Task set:
a) According to the route description, how long does the route stay in the sun?
b) Using the route description, explain how a climber who knows only the Challenge Buttress Trail should find the Stair Gulch trailhead, and how they can tell they have overshot it.

----- Text excerpt -----

The lower to pitches are 5.7. After that, it eases up to 5.5/6ish. Typified by exfoliating rock, this route is only recommended if you want to see more of the wasatch via some alpine rock climbing and hone some simul-climbing skills. This gets morning sun and stays sunny until the afternoon. An early start is recommended, especially if daylight is short.


Location 

This route is located by hiking up the Stair Gulch trail. If you are a Challenge Buttress and environs climber and only know about the Challenge Buttress Trail, hike from there up-canyon on the road. The trailhead will be obvious on the right hand side of the road, only about 100 yards up. If you've get to the obvious pull-out/parking lot, you've gone too far.

Looking from the Storm Mountain Picnic Area, you will see two fairly obvious and large Right facing dihedrals. The route that we took ascends the face to the right of the dihedral closest to the road (North).

----- Excerpted records -----

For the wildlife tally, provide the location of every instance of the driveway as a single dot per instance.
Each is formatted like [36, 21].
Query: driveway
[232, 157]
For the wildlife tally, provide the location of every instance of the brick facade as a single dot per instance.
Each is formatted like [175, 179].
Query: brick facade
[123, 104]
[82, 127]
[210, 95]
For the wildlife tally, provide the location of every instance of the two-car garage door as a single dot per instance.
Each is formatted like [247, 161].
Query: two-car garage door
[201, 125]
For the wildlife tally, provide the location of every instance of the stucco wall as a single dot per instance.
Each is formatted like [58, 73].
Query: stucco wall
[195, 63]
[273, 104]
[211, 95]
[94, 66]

-----

Responses by task:
a) It gets morning sun and stays sunny until the afternoon.

b) From the Challenge Buttress Trail, they should hike up-canyon on the road. The trailhead is obvious on the right-hand side, only about 100 yards up. If they reach the obvious pull-out/parking lot, they have gone too far.